INPUT FOR THIS TASK -
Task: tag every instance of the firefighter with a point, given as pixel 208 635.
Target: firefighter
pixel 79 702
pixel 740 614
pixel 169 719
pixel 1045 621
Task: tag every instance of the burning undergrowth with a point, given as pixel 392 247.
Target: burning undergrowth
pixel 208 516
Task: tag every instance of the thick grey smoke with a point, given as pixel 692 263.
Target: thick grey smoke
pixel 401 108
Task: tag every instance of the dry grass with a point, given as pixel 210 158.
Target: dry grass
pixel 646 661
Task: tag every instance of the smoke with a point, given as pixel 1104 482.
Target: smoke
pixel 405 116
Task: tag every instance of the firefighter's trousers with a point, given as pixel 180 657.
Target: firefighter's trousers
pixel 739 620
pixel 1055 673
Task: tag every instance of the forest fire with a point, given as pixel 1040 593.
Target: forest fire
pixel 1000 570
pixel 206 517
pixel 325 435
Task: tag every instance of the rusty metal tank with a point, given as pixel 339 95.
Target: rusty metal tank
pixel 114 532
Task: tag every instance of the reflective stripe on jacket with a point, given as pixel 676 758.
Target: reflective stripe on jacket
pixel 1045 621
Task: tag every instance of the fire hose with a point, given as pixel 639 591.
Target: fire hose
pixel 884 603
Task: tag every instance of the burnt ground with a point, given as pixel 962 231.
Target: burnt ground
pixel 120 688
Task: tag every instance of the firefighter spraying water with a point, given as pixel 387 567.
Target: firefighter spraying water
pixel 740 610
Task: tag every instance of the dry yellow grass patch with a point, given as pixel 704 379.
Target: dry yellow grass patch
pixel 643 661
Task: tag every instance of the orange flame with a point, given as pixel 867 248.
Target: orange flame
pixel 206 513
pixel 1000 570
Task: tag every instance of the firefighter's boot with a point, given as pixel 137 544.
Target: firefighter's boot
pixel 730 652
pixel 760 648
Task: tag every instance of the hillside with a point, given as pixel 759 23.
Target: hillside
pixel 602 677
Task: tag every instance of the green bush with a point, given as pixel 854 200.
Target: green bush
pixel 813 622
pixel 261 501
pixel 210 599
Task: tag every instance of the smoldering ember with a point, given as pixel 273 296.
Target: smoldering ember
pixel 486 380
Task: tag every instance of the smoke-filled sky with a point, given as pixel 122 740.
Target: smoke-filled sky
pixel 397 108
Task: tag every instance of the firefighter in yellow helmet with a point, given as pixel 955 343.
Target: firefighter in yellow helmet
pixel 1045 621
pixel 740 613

SET PROBLEM - Repeat the lines above exactly, starting with the line that contains "Task: tag every instance of the rusty" and going on through the line that contains "pixel 884 603".

WRITTEN ANSWER -
Task: tag every instance of the rusty metal tank with a point, given as pixel 339 95.
Target: rusty metal tank
pixel 114 532
Task: tag every instance of the reflective stripe on jacket with a point, given as pixel 676 758.
Target: reflective stripe on jacket
pixel 1045 621
Task: tag every instance of the fire hose with a point, given as pixel 639 591.
Target: fire hose
pixel 884 603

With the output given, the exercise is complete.